● **Written instruction**
Report every line in the entries below that contains the string "above". Case counts.

***** Extracted entries *****

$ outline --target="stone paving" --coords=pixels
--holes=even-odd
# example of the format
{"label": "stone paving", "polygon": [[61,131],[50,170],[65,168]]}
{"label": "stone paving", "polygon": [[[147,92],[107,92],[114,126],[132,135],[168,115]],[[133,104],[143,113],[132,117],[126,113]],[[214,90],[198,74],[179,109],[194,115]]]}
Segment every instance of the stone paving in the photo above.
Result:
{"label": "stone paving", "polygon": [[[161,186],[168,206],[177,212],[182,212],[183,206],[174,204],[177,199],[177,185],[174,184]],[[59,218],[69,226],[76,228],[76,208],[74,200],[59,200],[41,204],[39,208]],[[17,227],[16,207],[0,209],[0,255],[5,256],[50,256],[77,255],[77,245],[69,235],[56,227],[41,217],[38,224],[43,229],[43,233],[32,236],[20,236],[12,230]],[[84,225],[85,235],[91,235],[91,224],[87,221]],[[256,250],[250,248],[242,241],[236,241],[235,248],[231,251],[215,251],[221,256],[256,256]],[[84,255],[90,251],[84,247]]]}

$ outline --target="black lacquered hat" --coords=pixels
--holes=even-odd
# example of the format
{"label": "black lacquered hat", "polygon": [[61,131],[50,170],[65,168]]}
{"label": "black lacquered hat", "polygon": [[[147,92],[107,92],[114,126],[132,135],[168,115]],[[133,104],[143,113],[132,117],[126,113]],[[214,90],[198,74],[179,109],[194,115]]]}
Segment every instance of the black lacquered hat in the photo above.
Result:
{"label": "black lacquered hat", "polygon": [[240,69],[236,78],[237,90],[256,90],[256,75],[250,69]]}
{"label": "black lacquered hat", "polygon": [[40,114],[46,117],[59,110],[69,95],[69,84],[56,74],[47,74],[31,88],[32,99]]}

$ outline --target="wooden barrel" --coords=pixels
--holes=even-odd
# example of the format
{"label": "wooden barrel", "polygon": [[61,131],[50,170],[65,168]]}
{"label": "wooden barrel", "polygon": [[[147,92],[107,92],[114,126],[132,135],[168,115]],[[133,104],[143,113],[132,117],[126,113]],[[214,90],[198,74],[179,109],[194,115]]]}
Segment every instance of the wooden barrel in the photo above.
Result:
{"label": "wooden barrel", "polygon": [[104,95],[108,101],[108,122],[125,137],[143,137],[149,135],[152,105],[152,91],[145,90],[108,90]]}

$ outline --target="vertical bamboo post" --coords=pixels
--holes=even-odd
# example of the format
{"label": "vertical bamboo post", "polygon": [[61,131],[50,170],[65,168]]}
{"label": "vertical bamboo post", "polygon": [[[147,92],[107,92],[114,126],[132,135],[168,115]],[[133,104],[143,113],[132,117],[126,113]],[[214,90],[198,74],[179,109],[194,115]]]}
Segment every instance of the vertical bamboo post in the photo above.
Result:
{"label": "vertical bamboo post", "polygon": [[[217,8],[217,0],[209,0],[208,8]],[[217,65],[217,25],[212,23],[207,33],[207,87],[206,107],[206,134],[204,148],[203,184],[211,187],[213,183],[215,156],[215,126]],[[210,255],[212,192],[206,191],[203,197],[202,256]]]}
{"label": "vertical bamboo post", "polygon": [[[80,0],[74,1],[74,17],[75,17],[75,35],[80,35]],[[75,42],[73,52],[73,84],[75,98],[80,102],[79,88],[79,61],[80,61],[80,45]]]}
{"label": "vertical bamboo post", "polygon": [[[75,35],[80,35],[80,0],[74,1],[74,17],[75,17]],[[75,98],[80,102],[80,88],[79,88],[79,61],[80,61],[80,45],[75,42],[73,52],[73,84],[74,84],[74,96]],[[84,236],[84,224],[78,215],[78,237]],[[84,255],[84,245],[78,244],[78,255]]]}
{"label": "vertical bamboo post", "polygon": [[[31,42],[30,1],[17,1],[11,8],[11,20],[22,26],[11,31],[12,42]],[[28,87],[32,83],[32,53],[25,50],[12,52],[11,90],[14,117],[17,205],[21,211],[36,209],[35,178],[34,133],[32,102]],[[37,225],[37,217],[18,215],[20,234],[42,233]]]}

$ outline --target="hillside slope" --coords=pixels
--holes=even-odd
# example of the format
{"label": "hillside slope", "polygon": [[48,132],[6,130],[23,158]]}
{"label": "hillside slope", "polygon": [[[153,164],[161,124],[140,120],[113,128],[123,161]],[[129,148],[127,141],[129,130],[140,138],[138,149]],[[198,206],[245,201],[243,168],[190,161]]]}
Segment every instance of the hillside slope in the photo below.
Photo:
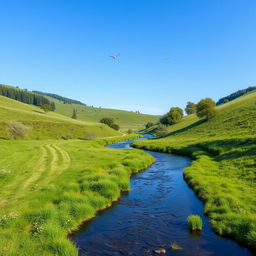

*****

● **Task output**
Segment every instance of the stone paving in the photo above.
Segment every instance of the black lacquered hat in the photo above.
Segment every instance of the wooden barrel in the photo above.
Segment every instance of the vertical bamboo post in the photo above.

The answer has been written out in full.